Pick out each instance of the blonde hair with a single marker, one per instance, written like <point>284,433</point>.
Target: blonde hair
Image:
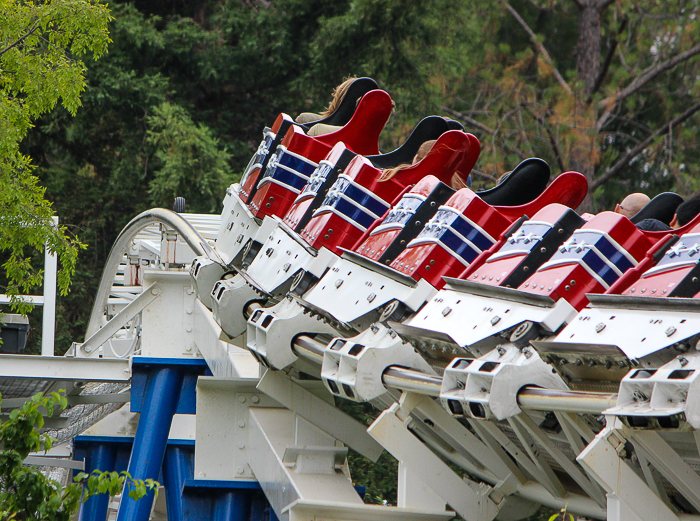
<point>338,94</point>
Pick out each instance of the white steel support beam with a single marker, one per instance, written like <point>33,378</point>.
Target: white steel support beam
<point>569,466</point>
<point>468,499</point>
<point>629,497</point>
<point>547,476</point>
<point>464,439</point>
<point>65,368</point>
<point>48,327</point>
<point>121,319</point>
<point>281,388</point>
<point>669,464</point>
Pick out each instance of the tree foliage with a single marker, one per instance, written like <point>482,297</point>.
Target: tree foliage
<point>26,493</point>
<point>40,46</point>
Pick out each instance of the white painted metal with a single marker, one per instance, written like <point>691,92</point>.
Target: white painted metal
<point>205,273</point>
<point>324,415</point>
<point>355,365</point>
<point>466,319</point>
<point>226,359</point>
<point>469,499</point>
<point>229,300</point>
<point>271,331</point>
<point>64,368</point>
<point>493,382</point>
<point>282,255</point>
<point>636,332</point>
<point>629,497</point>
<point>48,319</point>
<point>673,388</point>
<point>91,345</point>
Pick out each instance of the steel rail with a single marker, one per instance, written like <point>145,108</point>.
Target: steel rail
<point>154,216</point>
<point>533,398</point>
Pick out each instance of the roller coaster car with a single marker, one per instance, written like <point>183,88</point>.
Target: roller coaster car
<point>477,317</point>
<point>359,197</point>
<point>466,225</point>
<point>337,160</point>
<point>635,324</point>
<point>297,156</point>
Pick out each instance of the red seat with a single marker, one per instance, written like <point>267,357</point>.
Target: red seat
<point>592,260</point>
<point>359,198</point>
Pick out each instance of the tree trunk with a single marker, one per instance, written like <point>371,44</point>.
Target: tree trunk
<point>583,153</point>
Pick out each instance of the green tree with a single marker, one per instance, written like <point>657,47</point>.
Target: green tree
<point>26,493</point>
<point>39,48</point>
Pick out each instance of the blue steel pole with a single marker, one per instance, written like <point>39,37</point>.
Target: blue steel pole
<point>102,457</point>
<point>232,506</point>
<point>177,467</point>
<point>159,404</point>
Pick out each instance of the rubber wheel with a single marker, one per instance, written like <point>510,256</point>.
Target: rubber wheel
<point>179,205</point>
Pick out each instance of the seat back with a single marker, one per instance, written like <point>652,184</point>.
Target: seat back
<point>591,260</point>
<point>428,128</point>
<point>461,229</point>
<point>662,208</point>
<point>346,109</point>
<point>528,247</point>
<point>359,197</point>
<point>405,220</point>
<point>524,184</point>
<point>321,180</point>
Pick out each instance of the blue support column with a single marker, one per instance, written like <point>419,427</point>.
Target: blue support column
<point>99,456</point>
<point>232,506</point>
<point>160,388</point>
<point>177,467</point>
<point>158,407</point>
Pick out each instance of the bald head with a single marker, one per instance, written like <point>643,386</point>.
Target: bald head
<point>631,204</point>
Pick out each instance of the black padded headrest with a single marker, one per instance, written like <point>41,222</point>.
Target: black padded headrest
──────────
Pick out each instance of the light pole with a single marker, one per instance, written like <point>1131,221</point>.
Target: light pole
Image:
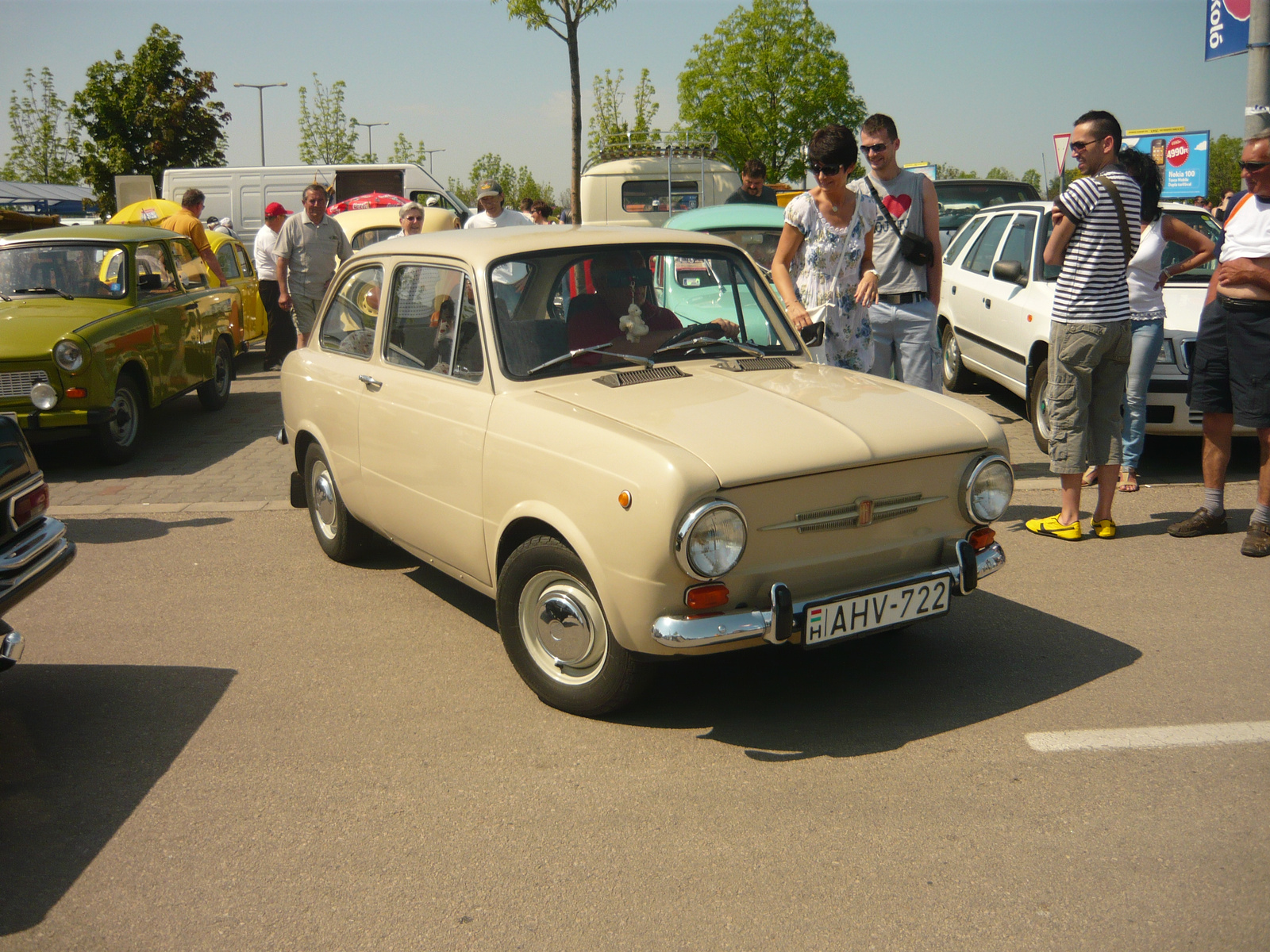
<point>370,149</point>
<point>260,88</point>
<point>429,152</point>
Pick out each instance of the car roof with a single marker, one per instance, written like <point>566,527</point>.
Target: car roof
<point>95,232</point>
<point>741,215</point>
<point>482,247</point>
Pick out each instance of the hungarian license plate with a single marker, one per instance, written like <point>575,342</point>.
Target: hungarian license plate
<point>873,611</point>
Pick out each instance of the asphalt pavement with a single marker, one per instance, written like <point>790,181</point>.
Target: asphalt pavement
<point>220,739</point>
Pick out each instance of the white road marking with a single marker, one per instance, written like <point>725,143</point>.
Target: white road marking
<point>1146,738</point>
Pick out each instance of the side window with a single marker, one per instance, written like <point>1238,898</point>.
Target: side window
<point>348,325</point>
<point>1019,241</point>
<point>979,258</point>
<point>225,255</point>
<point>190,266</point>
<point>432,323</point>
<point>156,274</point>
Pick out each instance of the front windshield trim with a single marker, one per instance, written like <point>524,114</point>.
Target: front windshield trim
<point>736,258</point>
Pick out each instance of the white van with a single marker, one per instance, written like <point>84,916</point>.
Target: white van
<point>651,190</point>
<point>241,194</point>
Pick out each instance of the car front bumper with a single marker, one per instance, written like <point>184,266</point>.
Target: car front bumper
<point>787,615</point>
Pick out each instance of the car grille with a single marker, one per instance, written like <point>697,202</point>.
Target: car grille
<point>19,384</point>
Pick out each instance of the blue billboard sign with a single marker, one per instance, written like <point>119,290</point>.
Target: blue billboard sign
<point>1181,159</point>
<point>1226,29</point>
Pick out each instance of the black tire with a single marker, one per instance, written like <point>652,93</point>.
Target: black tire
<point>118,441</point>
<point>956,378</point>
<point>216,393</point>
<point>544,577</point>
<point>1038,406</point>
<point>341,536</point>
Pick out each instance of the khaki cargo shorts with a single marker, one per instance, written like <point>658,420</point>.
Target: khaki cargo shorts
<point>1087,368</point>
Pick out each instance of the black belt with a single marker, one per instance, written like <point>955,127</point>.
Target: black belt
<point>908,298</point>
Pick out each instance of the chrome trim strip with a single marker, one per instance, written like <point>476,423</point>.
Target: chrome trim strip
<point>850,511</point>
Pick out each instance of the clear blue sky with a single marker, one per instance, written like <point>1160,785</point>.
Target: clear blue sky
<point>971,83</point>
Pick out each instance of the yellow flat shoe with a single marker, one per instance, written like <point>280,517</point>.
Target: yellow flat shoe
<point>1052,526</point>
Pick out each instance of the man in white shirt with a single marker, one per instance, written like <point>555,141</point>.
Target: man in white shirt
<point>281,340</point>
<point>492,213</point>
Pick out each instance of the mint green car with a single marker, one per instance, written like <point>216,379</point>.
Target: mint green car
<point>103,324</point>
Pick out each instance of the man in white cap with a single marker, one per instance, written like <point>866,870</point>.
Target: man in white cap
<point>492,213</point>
──────────
** WHAT TO WORK ON **
If a line of the entries holds the word "headrest", copy it out.

** EXPECTED ANSWER **
Pick out each instance of the black padded headrest with a single marker, one per instance, written like <point>41,222</point>.
Target: black padded headrest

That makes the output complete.